(Referring expression data)
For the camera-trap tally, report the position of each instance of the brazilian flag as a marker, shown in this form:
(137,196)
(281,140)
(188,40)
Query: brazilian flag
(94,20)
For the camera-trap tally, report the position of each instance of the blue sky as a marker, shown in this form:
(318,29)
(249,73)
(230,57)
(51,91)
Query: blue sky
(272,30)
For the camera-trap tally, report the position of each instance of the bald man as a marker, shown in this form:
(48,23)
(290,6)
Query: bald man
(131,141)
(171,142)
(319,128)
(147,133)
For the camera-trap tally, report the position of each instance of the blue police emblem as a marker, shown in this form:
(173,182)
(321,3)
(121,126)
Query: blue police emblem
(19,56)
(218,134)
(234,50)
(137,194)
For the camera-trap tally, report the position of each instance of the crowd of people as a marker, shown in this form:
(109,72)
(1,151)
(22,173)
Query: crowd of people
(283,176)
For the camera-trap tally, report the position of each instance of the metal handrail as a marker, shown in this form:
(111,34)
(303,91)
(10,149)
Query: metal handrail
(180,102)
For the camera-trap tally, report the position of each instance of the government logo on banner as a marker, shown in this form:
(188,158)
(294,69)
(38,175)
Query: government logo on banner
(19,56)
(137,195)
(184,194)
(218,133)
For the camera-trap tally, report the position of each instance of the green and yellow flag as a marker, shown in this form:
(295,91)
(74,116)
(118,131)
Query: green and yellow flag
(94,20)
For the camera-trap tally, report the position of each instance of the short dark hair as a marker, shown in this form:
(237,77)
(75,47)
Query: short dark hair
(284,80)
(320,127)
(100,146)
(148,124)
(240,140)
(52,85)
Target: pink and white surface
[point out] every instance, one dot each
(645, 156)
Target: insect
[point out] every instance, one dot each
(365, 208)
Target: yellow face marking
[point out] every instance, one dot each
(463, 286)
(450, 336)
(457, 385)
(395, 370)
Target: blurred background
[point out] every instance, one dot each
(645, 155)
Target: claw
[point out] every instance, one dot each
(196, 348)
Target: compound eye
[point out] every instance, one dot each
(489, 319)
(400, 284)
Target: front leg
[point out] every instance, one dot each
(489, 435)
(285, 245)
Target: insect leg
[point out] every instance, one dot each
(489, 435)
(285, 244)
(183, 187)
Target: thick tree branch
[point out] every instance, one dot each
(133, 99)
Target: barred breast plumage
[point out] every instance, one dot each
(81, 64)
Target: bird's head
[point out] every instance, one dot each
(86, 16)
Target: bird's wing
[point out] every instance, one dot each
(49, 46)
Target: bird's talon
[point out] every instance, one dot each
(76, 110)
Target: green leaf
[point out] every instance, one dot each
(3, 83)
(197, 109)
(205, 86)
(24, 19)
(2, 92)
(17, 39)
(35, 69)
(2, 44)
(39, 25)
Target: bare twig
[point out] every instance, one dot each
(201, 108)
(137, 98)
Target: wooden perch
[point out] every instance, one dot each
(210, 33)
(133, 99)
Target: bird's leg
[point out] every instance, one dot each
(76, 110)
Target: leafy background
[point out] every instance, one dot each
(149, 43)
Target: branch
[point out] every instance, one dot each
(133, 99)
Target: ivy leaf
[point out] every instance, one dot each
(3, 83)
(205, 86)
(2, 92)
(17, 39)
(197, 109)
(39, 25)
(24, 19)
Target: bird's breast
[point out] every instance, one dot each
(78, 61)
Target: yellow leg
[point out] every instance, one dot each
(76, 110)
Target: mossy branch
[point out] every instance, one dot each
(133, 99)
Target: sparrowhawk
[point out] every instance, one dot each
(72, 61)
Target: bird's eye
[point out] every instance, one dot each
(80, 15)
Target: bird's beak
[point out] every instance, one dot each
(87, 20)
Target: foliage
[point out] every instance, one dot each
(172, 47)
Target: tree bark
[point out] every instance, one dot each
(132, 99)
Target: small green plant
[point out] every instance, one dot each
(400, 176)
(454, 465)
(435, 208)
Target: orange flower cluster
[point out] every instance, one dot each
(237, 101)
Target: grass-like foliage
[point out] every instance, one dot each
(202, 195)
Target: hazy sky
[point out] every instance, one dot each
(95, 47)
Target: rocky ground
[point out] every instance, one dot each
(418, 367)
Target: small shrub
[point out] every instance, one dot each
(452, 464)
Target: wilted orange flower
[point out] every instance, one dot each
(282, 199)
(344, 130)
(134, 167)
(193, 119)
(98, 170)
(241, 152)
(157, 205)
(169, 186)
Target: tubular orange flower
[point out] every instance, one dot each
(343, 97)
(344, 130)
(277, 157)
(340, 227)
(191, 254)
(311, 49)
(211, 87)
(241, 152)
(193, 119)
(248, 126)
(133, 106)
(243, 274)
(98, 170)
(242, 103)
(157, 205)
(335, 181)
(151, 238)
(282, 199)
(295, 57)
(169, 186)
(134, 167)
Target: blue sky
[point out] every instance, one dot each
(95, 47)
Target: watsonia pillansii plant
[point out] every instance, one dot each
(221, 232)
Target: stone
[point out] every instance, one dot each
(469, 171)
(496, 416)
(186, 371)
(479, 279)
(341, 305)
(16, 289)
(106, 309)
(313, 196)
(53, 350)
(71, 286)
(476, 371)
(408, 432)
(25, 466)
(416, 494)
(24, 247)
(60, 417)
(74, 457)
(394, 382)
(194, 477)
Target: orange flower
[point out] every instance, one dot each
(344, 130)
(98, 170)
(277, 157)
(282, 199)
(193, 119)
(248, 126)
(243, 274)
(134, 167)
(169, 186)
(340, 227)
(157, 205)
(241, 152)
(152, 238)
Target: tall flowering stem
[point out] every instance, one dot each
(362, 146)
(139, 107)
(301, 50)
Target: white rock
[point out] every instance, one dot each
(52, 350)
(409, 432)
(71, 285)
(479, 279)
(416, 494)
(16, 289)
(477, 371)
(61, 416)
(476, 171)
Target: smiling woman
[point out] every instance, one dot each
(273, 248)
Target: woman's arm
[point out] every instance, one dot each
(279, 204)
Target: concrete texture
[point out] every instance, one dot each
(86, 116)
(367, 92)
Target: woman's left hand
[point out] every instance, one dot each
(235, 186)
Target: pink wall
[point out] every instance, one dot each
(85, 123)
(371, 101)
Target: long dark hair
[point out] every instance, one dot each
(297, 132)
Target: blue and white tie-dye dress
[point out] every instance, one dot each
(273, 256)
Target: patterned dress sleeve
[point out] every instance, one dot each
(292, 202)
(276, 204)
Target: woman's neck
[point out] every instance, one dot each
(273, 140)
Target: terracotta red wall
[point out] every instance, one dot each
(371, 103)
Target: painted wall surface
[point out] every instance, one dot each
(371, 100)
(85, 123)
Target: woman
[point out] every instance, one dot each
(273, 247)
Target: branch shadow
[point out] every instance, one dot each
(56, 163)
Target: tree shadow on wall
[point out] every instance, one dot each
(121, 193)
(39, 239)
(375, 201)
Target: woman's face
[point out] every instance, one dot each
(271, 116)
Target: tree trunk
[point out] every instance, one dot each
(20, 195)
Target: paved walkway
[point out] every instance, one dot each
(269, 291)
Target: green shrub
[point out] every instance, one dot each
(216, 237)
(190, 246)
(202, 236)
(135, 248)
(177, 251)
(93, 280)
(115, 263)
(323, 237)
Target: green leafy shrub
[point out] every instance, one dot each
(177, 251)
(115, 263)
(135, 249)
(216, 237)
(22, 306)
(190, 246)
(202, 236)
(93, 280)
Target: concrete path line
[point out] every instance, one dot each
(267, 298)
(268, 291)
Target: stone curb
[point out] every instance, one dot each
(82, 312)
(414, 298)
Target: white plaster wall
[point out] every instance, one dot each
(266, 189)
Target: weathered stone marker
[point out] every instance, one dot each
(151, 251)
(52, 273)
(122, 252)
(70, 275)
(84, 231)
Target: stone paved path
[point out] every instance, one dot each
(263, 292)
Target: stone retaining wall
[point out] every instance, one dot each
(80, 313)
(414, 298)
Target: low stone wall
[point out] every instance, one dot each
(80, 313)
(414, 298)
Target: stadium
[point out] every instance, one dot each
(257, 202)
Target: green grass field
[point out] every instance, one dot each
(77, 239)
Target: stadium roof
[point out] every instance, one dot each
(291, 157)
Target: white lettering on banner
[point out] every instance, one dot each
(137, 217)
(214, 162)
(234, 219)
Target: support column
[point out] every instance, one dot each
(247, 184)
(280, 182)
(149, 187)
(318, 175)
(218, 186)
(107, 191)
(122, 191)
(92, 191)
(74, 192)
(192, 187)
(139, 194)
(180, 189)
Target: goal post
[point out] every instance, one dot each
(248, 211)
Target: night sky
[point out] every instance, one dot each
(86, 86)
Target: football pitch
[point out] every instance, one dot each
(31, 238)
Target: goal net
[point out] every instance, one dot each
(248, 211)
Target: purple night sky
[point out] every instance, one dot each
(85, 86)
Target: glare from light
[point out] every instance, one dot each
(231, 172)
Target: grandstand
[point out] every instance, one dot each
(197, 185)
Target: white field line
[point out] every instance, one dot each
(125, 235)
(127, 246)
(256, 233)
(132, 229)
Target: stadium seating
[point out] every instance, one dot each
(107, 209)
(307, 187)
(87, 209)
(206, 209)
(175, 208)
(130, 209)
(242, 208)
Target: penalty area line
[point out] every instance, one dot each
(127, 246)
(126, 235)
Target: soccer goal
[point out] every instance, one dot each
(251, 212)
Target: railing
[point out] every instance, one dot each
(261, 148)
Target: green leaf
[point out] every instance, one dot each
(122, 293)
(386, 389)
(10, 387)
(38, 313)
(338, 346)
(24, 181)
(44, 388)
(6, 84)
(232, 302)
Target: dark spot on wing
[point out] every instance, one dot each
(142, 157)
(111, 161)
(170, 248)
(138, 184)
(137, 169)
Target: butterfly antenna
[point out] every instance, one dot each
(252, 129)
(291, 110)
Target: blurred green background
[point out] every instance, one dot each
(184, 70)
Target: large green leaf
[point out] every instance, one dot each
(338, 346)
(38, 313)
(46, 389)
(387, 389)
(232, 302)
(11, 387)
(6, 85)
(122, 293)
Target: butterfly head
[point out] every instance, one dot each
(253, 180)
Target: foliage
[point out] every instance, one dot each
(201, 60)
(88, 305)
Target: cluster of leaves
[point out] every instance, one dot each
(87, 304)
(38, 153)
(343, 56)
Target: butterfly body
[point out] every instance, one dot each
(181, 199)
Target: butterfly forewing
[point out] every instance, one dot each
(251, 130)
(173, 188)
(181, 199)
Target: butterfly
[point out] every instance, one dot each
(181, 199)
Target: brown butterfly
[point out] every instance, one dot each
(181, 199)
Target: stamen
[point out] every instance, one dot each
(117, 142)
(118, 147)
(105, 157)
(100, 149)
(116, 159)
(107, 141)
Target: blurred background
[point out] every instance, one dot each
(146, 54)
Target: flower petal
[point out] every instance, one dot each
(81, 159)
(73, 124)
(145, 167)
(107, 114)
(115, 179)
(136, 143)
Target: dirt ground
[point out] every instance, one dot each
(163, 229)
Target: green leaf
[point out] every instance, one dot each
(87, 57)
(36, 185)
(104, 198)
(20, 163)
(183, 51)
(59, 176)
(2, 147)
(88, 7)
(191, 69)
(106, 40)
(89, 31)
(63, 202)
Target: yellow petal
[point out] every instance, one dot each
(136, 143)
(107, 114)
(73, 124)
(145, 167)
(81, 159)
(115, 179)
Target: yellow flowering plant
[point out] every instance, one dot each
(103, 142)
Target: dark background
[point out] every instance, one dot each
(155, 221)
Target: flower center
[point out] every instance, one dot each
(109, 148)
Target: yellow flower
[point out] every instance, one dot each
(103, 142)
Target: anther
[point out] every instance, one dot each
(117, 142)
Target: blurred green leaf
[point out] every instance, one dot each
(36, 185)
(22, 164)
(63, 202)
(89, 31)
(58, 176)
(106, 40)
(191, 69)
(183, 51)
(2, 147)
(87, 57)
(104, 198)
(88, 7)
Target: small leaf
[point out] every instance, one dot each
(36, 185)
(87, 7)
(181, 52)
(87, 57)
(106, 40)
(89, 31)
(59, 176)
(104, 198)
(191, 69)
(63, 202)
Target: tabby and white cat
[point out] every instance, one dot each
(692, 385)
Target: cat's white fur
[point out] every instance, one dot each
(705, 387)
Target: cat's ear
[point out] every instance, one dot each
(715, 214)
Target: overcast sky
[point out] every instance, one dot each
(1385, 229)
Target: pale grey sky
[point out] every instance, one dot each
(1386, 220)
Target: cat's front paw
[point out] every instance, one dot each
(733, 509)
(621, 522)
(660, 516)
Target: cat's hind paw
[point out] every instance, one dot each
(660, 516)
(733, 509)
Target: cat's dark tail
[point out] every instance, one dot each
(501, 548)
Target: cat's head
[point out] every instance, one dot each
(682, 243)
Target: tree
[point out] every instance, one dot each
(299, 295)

GOAL OF THE EXERCISE | Return exactly the lines above from the line that has "Query: metal handrail" through the line that has "Target: bird's talon", inclusive, and nothing else.

RESPONSE |
Query: metal handrail
(180,102)
For the camera-trap tally, report the position of each instance of the government logo on banner as a marker, shown in this form:
(188,158)
(294,69)
(38,175)
Query: government logo on banner
(19,56)
(137,195)
(184,194)
(218,133)
For the camera-trap tally, report the position of each instance of the green and yellow flag as a marker, shown in this form:
(295,91)
(74,116)
(118,131)
Query: green and yellow flag
(94,20)
For the camera-trap tally, report the position of each instance of the short dark hair as a marker, shown in this form:
(237,77)
(75,47)
Query: short dark hair
(284,80)
(320,127)
(100,146)
(148,124)
(240,140)
(52,85)
Target: pink and white surface
[point out] every instance, one dot each
(645, 156)
Target: insect
[point out] every instance, one dot each
(365, 208)
Target: yellow face marking
[point out] every instance, one dot each
(463, 286)
(450, 336)
(457, 385)
(395, 370)
Target: blurred background
[point out] every instance, one dot each
(645, 155)
Target: claw
[point out] every instance, one dot each
(196, 348)
Target: compound eye
[point out] every instance, one dot each
(489, 319)
(400, 284)
Target: front leg
[point out] every instance, one dot each
(489, 435)
(285, 245)
Target: insect leg
[point out] every instance, one dot each
(489, 435)
(285, 244)
(183, 187)
Target: thick tree branch
[point out] every instance, one dot each
(133, 99)
Target: barred breast plumage
[point out] every instance, one dot each
(81, 64)
Target: bird's head
[point out] every instance, one dot each
(86, 16)
Target: bird's wing
[point out] every instance, one dot each
(49, 46)
Target: bird's talon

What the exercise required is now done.